■ TASK GOAL:
Reproduce the passage on Dota 2 players who never won a Major word for word, in full.

■ TEXT BLOCK:
○ ○ ○ ○ ○ ○ ○

The Dota 2 competitive scene is unique in esports in that it is very player-centric. Because teams break up all the time and organizations shuffle in and out constantly, fans often get attached to players and not teams. But, despite all the constant changes, there are a few things that remain the same, such as the talent in the game.
Yet, despite the undeniable talent in Dota 2, because there are only very few Valve-sanctioned tournaments like Majors, not everyone has a chance to win one.
With that said, we've decided to round up 10 of the best Dota 2 players ever to never win a Major.
Majors are tournaments introduced and sanctioned by Valve in 2015 in an attempt to improve the professional landscape of Dota 2 and spread the wealth throughout the year outside of The International, which is usually held in August.
So far, there have only been 22 Majors held so far, with a 23rd, WePlay AniMajor, scheduled soon.

○ ○ ○ ○ ○ ○ ○

Contour annotation records:
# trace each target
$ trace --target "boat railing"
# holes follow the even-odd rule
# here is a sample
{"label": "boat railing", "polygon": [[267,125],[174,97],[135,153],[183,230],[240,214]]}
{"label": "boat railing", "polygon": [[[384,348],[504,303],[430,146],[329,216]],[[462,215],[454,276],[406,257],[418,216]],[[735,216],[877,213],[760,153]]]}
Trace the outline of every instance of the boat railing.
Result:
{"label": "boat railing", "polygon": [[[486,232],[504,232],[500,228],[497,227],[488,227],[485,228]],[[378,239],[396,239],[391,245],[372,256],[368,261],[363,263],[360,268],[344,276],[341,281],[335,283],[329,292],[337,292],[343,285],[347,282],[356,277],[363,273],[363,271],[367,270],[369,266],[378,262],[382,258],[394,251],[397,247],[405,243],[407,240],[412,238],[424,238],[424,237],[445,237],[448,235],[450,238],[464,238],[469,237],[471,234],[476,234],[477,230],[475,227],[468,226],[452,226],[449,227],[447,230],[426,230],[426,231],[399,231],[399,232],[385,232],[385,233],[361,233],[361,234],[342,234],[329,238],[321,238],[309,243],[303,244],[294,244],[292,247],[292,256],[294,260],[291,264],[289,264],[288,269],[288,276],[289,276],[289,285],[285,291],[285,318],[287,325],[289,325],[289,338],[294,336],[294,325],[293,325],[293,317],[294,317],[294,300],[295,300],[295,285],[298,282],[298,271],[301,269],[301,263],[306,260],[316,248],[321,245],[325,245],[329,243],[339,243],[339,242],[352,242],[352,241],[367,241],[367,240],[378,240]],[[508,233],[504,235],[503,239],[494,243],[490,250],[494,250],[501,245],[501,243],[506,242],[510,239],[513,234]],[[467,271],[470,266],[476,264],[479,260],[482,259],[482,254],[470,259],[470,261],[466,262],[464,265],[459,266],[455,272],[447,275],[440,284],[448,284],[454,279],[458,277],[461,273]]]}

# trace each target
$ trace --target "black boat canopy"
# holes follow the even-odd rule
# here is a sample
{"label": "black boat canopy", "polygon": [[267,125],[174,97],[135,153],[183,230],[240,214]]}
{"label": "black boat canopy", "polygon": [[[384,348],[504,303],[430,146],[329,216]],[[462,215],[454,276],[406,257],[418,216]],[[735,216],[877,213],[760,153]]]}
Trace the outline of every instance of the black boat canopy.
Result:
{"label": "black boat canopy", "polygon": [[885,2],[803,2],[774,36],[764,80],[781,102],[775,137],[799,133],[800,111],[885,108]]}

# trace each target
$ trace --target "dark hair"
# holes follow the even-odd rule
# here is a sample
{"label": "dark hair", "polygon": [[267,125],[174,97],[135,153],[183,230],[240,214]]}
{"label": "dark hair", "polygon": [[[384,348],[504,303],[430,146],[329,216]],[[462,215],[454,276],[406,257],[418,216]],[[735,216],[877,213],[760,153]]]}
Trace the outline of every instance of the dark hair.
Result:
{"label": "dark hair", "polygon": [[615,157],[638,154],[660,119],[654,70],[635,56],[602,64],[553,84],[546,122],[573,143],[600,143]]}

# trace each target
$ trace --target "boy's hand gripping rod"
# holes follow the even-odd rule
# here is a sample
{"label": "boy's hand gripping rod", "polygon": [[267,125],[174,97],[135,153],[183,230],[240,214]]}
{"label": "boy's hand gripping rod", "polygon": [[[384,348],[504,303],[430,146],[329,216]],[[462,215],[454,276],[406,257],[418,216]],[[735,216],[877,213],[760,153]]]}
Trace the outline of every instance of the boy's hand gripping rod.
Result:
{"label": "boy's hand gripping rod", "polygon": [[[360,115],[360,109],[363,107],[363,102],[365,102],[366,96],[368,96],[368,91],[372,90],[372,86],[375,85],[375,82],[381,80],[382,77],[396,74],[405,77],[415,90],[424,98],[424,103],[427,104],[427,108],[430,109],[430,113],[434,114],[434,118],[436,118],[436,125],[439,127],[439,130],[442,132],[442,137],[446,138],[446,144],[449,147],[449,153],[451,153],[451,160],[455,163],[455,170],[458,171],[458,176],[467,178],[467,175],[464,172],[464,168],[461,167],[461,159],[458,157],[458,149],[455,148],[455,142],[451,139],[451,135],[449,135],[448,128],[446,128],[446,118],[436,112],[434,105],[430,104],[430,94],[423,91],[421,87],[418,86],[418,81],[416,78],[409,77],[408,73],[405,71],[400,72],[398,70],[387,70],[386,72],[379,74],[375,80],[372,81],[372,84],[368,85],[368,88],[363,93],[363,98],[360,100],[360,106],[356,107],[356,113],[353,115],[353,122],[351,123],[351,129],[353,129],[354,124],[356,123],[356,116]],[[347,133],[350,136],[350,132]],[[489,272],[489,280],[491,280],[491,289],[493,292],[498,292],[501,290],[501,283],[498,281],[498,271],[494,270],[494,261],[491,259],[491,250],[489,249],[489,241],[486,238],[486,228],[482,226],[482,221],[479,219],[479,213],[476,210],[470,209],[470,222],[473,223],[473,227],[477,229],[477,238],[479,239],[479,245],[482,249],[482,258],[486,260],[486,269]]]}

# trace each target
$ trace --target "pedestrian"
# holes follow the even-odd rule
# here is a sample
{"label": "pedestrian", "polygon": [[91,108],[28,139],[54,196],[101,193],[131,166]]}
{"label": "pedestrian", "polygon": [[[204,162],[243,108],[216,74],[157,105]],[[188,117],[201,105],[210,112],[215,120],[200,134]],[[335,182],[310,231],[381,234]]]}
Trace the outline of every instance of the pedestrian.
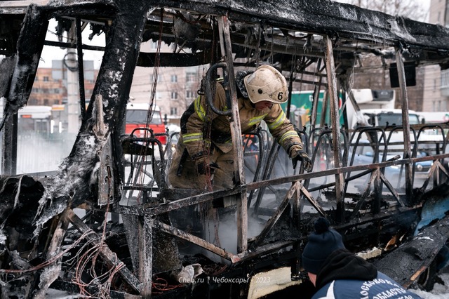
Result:
{"label": "pedestrian", "polygon": [[[236,84],[242,133],[253,132],[263,120],[292,159],[293,168],[301,161],[304,169],[310,171],[310,159],[280,105],[288,100],[284,77],[274,67],[262,65],[253,72],[237,72]],[[215,90],[215,107],[229,109],[222,82],[217,82]],[[184,112],[180,125],[180,140],[168,170],[171,186],[208,191],[234,186],[229,117],[213,112],[206,95],[200,95]]]}
{"label": "pedestrian", "polygon": [[348,251],[329,226],[319,218],[302,252],[302,265],[316,289],[312,299],[421,298]]}

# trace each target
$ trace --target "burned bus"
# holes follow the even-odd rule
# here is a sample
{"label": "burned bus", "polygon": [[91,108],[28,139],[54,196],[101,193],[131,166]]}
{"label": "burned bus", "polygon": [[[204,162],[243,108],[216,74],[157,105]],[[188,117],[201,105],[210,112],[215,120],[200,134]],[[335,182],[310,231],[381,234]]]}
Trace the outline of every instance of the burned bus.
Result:
{"label": "burned bus", "polygon": [[[330,1],[30,2],[36,1],[0,4],[6,32],[0,39],[0,95],[6,100],[3,295],[43,298],[51,288],[100,298],[261,298],[305,284],[301,253],[318,217],[341,232],[349,250],[406,288],[431,288],[449,237],[448,128],[409,123],[404,64],[447,68],[447,29]],[[46,40],[53,18],[71,42]],[[105,35],[105,46],[84,44],[81,33],[88,27],[92,36]],[[175,46],[141,51],[148,41]],[[103,58],[87,109],[80,102],[76,138],[56,173],[17,176],[14,115],[27,103],[44,45],[76,49],[79,82],[83,51],[103,51]],[[369,69],[396,69],[402,124],[350,128],[344,117],[340,125],[344,101],[359,110],[351,88],[358,72],[366,70],[364,60]],[[290,94],[314,91],[311,125],[297,128],[314,164],[310,173],[291,168],[266,128],[242,136],[234,75],[262,64],[282,72]],[[207,86],[217,77],[226,79],[229,109],[215,112],[228,116],[232,132],[235,180],[226,190],[170,187],[170,147],[151,135],[121,133],[136,66],[157,74],[199,65],[205,66],[199,93],[210,96]],[[327,121],[317,117],[321,91]],[[429,130],[441,141],[422,142]],[[391,136],[398,133],[403,139],[394,150],[401,154],[391,157]],[[249,140],[255,147],[249,148]],[[429,154],[418,155],[424,145]],[[370,147],[371,155],[361,157],[361,147]],[[415,166],[421,161],[431,166],[418,181]],[[229,222],[220,210],[202,208],[229,197],[236,199]],[[185,221],[192,211],[211,216]],[[196,235],[198,225],[213,227],[212,237]],[[222,234],[220,227],[229,230]]]}

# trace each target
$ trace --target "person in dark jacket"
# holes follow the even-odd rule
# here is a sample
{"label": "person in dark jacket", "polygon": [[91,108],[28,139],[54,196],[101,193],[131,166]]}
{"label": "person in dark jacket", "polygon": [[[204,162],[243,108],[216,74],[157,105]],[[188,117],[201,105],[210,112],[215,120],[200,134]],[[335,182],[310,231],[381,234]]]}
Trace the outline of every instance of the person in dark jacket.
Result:
{"label": "person in dark jacket", "polygon": [[312,299],[421,298],[346,249],[342,235],[329,227],[319,218],[302,252],[304,269],[317,290]]}

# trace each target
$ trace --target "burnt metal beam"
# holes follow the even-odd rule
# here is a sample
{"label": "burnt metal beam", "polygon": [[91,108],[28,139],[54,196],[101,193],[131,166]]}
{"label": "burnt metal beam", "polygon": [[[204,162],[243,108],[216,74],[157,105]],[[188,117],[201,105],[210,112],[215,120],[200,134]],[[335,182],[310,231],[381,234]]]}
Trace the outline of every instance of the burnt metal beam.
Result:
{"label": "burnt metal beam", "polygon": [[[401,107],[402,108],[402,126],[403,133],[404,153],[403,157],[408,159],[412,157],[410,141],[410,126],[408,125],[408,97],[407,95],[407,86],[406,84],[406,70],[402,59],[401,49],[396,52],[396,62],[398,66],[398,79],[399,80],[399,91]],[[413,192],[413,172],[411,164],[405,164],[406,167],[406,194],[408,198],[411,198]]]}
{"label": "burnt metal beam", "polygon": [[[224,86],[225,91],[230,96],[232,115],[229,118],[231,126],[231,137],[234,146],[234,167],[236,185],[244,185],[246,183],[245,179],[245,170],[243,163],[243,145],[241,140],[241,126],[240,125],[240,117],[239,102],[237,101],[237,91],[234,74],[233,56],[231,52],[232,42],[229,32],[229,21],[227,17],[222,15],[218,19],[218,29],[220,40],[222,55],[224,58],[227,66],[227,83]],[[239,253],[246,251],[248,248],[248,198],[246,190],[243,188],[237,199],[237,251]]]}
{"label": "burnt metal beam", "polygon": [[448,237],[449,218],[446,216],[374,264],[379,271],[409,288],[431,265]]}
{"label": "burnt metal beam", "polygon": [[161,221],[154,220],[153,227],[156,230],[160,230],[162,232],[166,232],[167,234],[172,234],[173,236],[177,237],[180,239],[182,239],[184,240],[192,242],[194,244],[196,244],[201,247],[203,247],[208,251],[215,253],[217,255],[221,256],[222,258],[224,258],[230,261],[235,261],[234,255],[232,253],[226,251],[225,250],[211,244],[201,238],[199,238],[196,236],[194,236],[193,234],[187,233],[181,230],[179,230],[176,227],[173,227],[168,225],[166,225]]}
{"label": "burnt metal beam", "polygon": [[[328,74],[328,93],[330,109],[330,121],[332,123],[332,149],[333,150],[334,165],[339,168],[342,166],[340,161],[340,113],[338,112],[338,93],[337,92],[337,79],[335,77],[335,63],[334,62],[333,47],[330,38],[324,36],[326,43],[326,68]],[[335,173],[335,197],[337,200],[337,220],[344,220],[344,178],[342,173]]]}

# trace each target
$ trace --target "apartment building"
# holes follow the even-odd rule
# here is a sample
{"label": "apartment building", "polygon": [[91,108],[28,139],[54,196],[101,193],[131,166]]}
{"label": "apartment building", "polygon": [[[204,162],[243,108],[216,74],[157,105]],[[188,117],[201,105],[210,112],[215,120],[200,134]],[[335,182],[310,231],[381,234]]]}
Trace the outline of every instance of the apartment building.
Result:
{"label": "apartment building", "polygon": [[[431,0],[429,22],[448,27],[449,15],[446,0]],[[436,65],[425,67],[422,111],[449,109],[449,69]]]}

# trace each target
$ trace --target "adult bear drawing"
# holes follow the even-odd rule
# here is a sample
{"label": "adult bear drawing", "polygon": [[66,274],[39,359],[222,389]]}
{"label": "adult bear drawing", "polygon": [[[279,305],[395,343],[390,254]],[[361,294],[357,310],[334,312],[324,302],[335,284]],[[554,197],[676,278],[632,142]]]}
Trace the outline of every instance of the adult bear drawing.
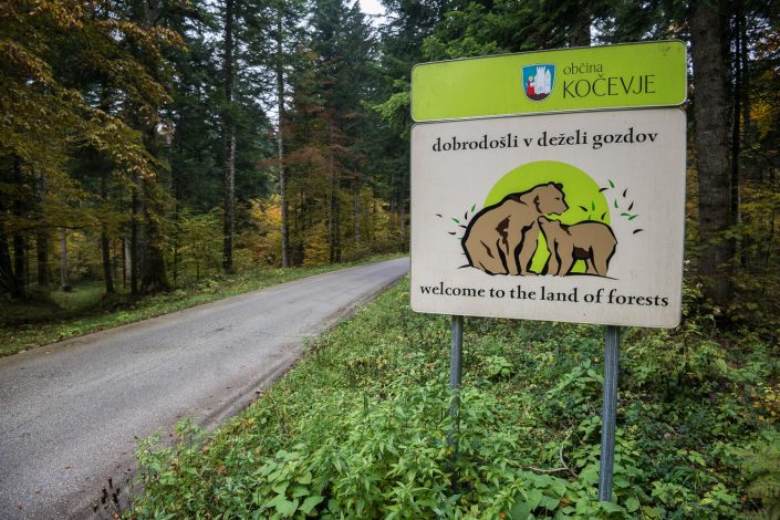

○ ○ ○ ○ ○ ○ ○

■ ANSWER FOR THIS EXERCISE:
The Dota 2 competitive scene is unique in esports in that it is very player-centric. Because teams break up all the time and organizations shuffle in and out constantly, fans often get attached to players and not teams. But, despite all the constant changes, there are a few things that remain the same, such as the talent in the game.
Yet, despite the undeniable talent in Dota 2, because there are only very few Valve-sanctioned tournaments like Majors, not everyone has a chance to win one.
With that said, we've decided to round up 10 of the best Dota 2 players ever to never win a Major.
Majors are tournaments introduced and sanctioned by Valve in 2015 in an attempt to improve the professional landscape of Dota 2 and spread the wealth throughout the year outside of The International, which is usually held in August.
So far, there have only been 22 Majors held so far, with a 23rd, WePlay AniMajor, scheduled soon.